Given information section start

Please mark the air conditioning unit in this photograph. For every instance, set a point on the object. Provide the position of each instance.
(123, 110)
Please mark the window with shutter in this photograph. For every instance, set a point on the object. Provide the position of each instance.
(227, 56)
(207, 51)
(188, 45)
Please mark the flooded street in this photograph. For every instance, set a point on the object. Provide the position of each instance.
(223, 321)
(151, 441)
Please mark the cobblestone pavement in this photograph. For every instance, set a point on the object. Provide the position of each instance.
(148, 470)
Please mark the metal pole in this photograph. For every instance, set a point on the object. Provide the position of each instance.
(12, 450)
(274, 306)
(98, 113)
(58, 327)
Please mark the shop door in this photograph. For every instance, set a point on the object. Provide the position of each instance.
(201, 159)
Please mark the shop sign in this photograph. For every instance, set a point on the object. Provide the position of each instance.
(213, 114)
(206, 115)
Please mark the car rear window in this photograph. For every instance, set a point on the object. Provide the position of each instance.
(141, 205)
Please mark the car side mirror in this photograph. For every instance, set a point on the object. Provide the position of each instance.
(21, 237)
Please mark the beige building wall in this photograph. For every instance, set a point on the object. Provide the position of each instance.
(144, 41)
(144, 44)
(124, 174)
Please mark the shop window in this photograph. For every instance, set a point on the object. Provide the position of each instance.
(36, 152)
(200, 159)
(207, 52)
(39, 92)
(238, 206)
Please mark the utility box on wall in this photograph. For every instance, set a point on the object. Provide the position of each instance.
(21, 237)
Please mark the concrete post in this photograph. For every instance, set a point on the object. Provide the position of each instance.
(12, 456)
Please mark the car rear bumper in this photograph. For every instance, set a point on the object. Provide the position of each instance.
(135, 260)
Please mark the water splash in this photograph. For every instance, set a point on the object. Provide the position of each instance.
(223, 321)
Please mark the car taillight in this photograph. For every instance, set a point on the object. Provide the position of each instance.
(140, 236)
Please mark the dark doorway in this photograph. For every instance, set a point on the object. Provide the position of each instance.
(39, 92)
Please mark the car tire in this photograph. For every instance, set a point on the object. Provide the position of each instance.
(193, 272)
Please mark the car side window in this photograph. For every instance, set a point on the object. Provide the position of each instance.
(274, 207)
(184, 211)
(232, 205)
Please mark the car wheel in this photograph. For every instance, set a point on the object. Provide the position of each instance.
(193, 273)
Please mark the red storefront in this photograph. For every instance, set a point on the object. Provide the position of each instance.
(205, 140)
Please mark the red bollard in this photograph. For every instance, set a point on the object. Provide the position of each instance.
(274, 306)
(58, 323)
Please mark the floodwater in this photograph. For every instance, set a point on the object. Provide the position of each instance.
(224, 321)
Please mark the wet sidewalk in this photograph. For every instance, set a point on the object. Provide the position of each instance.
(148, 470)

Given information section end

#### [What you have to do]
Restate the whole set of entries exactly.

#### [Solution to this exercise]
Please mark the air conditioning unit in this photograph. For every instance, set a point on the object. Provide the position of each instance.
(123, 110)
Please mark the window with shutter in this photograph. For every instance, set a point on the object. Provide the position of each instance.
(227, 56)
(207, 51)
(188, 45)
Please mark the flooded street in this photograph. For every instance, set a point on the object. Provide the position of each instance.
(223, 321)
(151, 441)
Please mark the cobblestone pavement in this photograph. For every instance, set a point on the object. Provide the position of each instance.
(148, 470)
Please mark the metal pole in this photograph. For every instance, set a point on the object. Provide the position of each instance.
(12, 450)
(274, 306)
(98, 113)
(58, 327)
Please mark the shop door in this photograph. For every instance, set a point on the object. Provide the position of each instance.
(201, 159)
Please mark the shop sign in this photograph. For every instance, set a point on the object. Provide the position of each instance.
(213, 114)
(206, 115)
Please mark the car rear window in this photograph. For every instance, set a point on the object. Provide the position of each instance.
(141, 205)
Please mark the car side mirror in this photograph. For every instance, set a point on the object. Provide the position of each instance.
(21, 237)
Please mark the beige building wall in this photograph. For every instance, set a point on the object. Provide the position of each instance.
(144, 41)
(144, 44)
(124, 174)
Please mark the shop window in this photograph. For every instance, set a point on the object. Provide the position of each instance.
(36, 152)
(200, 159)
(207, 52)
(39, 92)
(238, 206)
Please mark the utility box on wall in this photograph. For every instance, set a point on the object. Provide the position of each instance.
(21, 237)
Please mark the concrete post in this photograph. For every instance, set a point on the object. Provide the position of each instance.
(12, 456)
Please mark the car rear bumper in this photograph. For every instance, set a point on the object. Provide the position of each instance.
(135, 260)
Please mark the water splash in this photograph. For every instance, set a point on the object. Provide the position of each instance.
(223, 321)
Please mark the car taillight in this photograph. For every instance, set a point on the object. Provide the position of each instance.
(140, 236)
Please mark the dark doorway in this photograph. For every instance, set a point on the object. Provide the position of each instance.
(39, 92)
Please mark the car tire in this photograph. For every instance, set a point on the object. Provide the position of each instance.
(193, 272)
Please mark the car side window in this photograph. For every instance, set a point on the object. Provide the position of each instance.
(274, 207)
(184, 211)
(232, 205)
Please mark the car wheel in this photograph. For every instance, set a point on the object. Provide the position of each instance.
(193, 273)
Please mark the red storefront in this photograph. For every instance, set a point on the object. Provide the position of each instance.
(205, 140)
Please mark the red bollard in this photograph. For every instance, set a point on the object. Provide the position of each instance.
(274, 306)
(58, 323)
Please mark the floodwater in this photograph. For every instance, set a point on the object. Provide the position of each instance.
(224, 321)
Please mark the wet sidewalk in this photograph. For every instance, set a point on the object. Provide the position of each instance.
(148, 470)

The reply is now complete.